§ Problem requirements: Arrange every line of the data below as a Markdown table with the columns Row and Line, numbering the rows and skipping blank lines. Leave the pictures out of the table.

:::

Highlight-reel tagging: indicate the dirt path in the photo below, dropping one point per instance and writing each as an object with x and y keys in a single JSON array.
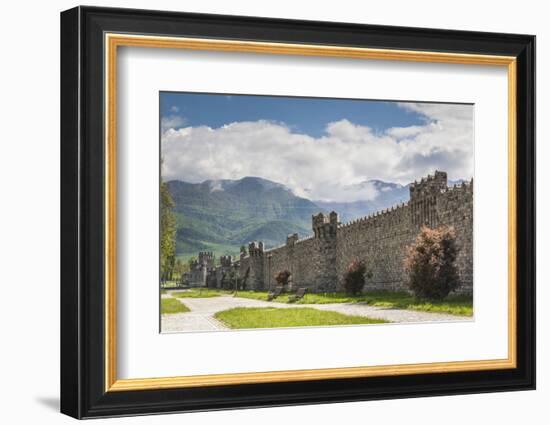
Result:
[{"x": 201, "y": 317}]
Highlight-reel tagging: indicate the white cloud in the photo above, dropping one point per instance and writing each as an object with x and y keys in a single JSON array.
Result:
[
  {"x": 331, "y": 167},
  {"x": 172, "y": 122}
]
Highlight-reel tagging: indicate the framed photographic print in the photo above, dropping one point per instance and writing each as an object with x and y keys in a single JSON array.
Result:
[{"x": 261, "y": 212}]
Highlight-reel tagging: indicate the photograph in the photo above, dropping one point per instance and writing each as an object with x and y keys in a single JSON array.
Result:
[{"x": 285, "y": 211}]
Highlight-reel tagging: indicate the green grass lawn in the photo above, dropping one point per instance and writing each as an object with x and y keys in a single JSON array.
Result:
[
  {"x": 248, "y": 318},
  {"x": 171, "y": 306},
  {"x": 455, "y": 304},
  {"x": 199, "y": 293}
]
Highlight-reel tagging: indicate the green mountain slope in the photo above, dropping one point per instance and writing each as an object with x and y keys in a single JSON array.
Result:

:::

§ Written response:
| Row | Line |
|---|---|
| 1 | Highlight-reel tagging: indicate the dirt path in the photo below, dropping one point per instance and writing each as an object with x and y keys in a single JSON array. |
| 2 | Result: |
| 3 | [{"x": 201, "y": 317}] |
| 4 | Highlight-reel tagging: indicate the white cloud in the photo above, dropping one point per instance and writing each as an object with x and y keys in a single JSON array. |
| 5 | Result: |
| 6 | [ |
| 7 |   {"x": 331, "y": 167}, |
| 8 |   {"x": 172, "y": 122} |
| 9 | ] |
| 10 | Highlight-reel tagging: indicate the framed photographic print in the photo above, dropping one point per instance and writing each as an object with x and y keys in a single JSON array. |
| 11 | Result: |
| 12 | [{"x": 261, "y": 212}] |
| 13 | Highlight-reel tagging: indicate the photograph in the photo above, dropping one point per instance and writing each as an object with x and y keys in a single JSON array. |
| 14 | Result: |
| 15 | [{"x": 285, "y": 211}] |
| 16 | Highlight-reel tagging: indicate the green grass lawn in the photo above, dropping one point per instance and writing each as an object with x and y keys in a single JSON array. |
| 17 | Result: |
| 18 | [ |
| 19 |   {"x": 248, "y": 318}, |
| 20 |   {"x": 171, "y": 306}, |
| 21 |   {"x": 455, "y": 304}, |
| 22 |   {"x": 199, "y": 293} |
| 23 | ] |
| 24 | Highlight-reel tagging: indicate the green mountain slope in the photo above, dropping one point per instance and writing each as an object with x and y keys in a single JSON array. |
| 25 | Result: |